Exercise: Copy out the rows verbatim, starting at the line containing "Mark the cabinet" and ending with the final row. Leave the pictures out of your answer.

Rows contained in a dataset:
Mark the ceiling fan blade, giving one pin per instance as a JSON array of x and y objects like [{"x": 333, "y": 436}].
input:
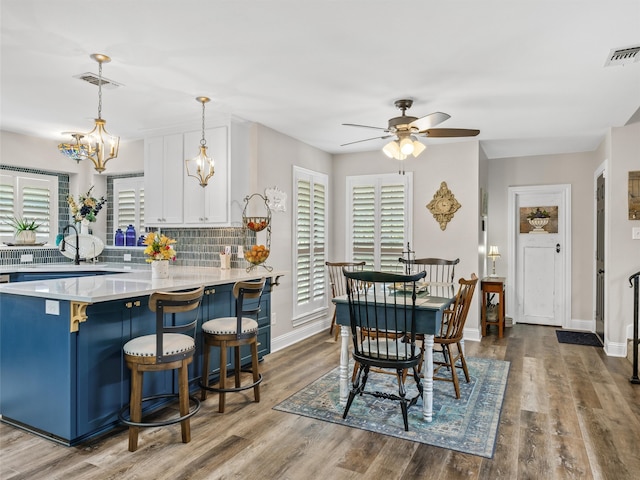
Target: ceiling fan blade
[
  {"x": 429, "y": 121},
  {"x": 450, "y": 132},
  {"x": 367, "y": 139},
  {"x": 364, "y": 126}
]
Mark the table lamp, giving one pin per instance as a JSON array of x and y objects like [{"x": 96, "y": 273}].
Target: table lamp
[{"x": 493, "y": 254}]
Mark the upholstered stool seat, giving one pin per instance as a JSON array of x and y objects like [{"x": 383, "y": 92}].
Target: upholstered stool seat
[
  {"x": 169, "y": 348},
  {"x": 233, "y": 332}
]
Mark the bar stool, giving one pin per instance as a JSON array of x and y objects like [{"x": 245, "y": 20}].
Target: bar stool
[
  {"x": 169, "y": 348},
  {"x": 234, "y": 332}
]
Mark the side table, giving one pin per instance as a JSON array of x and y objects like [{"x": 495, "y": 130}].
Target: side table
[{"x": 488, "y": 286}]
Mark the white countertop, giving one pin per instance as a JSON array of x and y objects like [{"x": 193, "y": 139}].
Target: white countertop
[{"x": 126, "y": 281}]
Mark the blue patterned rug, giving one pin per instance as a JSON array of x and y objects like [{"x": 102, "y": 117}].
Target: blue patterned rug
[{"x": 468, "y": 425}]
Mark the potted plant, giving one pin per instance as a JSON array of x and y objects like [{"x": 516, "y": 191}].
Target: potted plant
[{"x": 25, "y": 229}]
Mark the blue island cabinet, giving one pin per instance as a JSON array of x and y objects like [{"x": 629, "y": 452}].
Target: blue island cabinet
[{"x": 67, "y": 385}]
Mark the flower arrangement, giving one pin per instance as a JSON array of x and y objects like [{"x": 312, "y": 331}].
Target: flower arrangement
[
  {"x": 159, "y": 247},
  {"x": 22, "y": 224},
  {"x": 539, "y": 214},
  {"x": 86, "y": 208}
]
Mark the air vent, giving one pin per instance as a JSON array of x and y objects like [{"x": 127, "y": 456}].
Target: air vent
[
  {"x": 93, "y": 79},
  {"x": 621, "y": 56}
]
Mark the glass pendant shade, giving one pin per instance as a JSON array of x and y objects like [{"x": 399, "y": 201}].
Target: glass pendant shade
[
  {"x": 201, "y": 167},
  {"x": 418, "y": 148},
  {"x": 406, "y": 146},
  {"x": 98, "y": 145}
]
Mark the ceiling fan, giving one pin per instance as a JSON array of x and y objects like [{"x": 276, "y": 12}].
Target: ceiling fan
[{"x": 406, "y": 129}]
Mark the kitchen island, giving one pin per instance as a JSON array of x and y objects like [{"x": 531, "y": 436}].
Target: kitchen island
[{"x": 62, "y": 328}]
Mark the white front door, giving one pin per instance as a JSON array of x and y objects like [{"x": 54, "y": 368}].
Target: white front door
[{"x": 538, "y": 263}]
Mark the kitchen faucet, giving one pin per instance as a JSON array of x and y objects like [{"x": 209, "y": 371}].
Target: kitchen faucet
[{"x": 76, "y": 260}]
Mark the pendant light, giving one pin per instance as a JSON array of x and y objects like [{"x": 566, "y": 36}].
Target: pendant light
[
  {"x": 98, "y": 145},
  {"x": 201, "y": 166}
]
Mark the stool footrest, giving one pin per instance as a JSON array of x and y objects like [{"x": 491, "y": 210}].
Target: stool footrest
[
  {"x": 233, "y": 389},
  {"x": 192, "y": 412}
]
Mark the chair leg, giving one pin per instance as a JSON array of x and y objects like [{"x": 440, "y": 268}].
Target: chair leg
[
  {"x": 237, "y": 365},
  {"x": 205, "y": 371},
  {"x": 256, "y": 373},
  {"x": 454, "y": 374},
  {"x": 135, "y": 406},
  {"x": 183, "y": 390},
  {"x": 223, "y": 375},
  {"x": 463, "y": 363}
]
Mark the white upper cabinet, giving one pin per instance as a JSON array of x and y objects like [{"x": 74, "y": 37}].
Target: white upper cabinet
[
  {"x": 208, "y": 205},
  {"x": 163, "y": 172}
]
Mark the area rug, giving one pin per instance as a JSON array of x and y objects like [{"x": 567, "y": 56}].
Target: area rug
[
  {"x": 578, "y": 338},
  {"x": 468, "y": 425}
]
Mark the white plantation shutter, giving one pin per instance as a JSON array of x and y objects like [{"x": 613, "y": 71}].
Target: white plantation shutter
[
  {"x": 378, "y": 218},
  {"x": 310, "y": 295},
  {"x": 128, "y": 208},
  {"x": 30, "y": 196}
]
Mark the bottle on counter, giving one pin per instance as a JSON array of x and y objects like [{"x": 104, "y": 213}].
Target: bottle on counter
[
  {"x": 130, "y": 236},
  {"x": 119, "y": 241}
]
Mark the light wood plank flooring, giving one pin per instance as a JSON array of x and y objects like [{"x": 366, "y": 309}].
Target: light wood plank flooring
[{"x": 569, "y": 412}]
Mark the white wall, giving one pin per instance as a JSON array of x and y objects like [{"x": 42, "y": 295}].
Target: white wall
[
  {"x": 276, "y": 155},
  {"x": 575, "y": 169},
  {"x": 622, "y": 255},
  {"x": 454, "y": 163}
]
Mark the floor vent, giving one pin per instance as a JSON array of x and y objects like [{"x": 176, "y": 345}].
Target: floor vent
[
  {"x": 622, "y": 56},
  {"x": 93, "y": 79}
]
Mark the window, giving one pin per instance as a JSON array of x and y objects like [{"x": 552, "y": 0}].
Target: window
[
  {"x": 32, "y": 196},
  {"x": 128, "y": 203},
  {"x": 310, "y": 293},
  {"x": 378, "y": 219}
]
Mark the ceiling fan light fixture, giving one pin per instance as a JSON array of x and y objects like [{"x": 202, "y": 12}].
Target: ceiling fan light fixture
[
  {"x": 406, "y": 146},
  {"x": 418, "y": 148},
  {"x": 392, "y": 149}
]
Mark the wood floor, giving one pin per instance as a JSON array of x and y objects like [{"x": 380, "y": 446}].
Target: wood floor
[{"x": 569, "y": 412}]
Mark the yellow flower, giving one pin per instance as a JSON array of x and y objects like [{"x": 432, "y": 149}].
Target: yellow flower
[{"x": 159, "y": 247}]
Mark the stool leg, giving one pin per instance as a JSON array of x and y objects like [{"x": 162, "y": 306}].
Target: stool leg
[
  {"x": 254, "y": 367},
  {"x": 237, "y": 365},
  {"x": 135, "y": 406},
  {"x": 223, "y": 375},
  {"x": 205, "y": 371},
  {"x": 183, "y": 390}
]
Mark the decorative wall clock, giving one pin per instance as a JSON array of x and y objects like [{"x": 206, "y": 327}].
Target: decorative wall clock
[{"x": 443, "y": 206}]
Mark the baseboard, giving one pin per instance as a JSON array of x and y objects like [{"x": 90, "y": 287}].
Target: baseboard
[
  {"x": 581, "y": 325},
  {"x": 615, "y": 349},
  {"x": 300, "y": 333}
]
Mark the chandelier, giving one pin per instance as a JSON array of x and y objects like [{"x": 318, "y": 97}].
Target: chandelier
[
  {"x": 98, "y": 145},
  {"x": 201, "y": 166}
]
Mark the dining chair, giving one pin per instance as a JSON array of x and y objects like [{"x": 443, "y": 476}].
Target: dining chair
[
  {"x": 338, "y": 286},
  {"x": 386, "y": 306},
  {"x": 226, "y": 332},
  {"x": 451, "y": 334},
  {"x": 438, "y": 270},
  {"x": 171, "y": 347}
]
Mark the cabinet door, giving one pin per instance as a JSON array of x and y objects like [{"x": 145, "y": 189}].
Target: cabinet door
[
  {"x": 208, "y": 205},
  {"x": 163, "y": 172}
]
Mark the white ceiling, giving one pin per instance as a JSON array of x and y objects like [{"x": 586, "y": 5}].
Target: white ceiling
[{"x": 530, "y": 75}]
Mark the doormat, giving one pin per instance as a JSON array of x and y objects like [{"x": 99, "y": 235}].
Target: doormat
[
  {"x": 468, "y": 425},
  {"x": 578, "y": 338}
]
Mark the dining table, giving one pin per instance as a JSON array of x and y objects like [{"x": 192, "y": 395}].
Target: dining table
[{"x": 430, "y": 306}]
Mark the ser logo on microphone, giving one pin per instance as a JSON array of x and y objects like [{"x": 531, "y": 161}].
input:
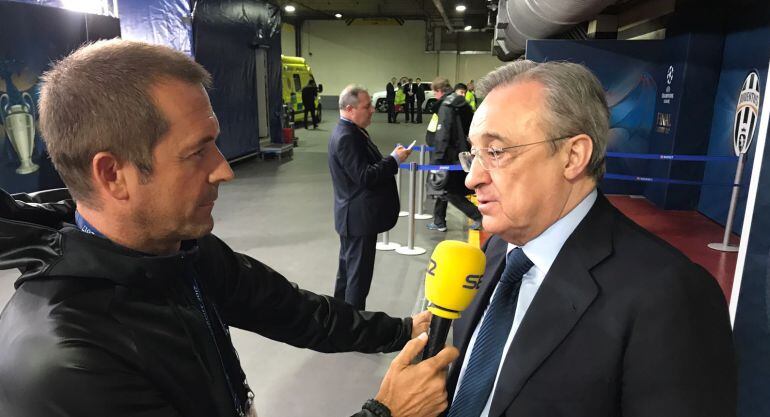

Response:
Mark the cabinet door, giving one pin per instance as a JSON array of x and y objects like [{"x": 145, "y": 189}].
Target: cabinet door
[
  {"x": 208, "y": 205},
  {"x": 163, "y": 172}
]
Mark the white ceiling, giving one pin per instance as a JSON array of x and y objects like [{"x": 586, "y": 5}].
Target: white ceiling
[{"x": 530, "y": 75}]
Mark the doormat, giving one pin per instance as a JSON array of x and y objects like [{"x": 99, "y": 235}].
Target: doormat
[
  {"x": 468, "y": 425},
  {"x": 578, "y": 338}
]
Mark the dining table, giving one pin per instance as a JSON array of x and y objects like [{"x": 192, "y": 395}].
Target: dining table
[{"x": 430, "y": 306}]
Mark the ser logo on microphone, giving one pin per instance as a JSON array of x and y objects like [{"x": 531, "y": 161}].
input:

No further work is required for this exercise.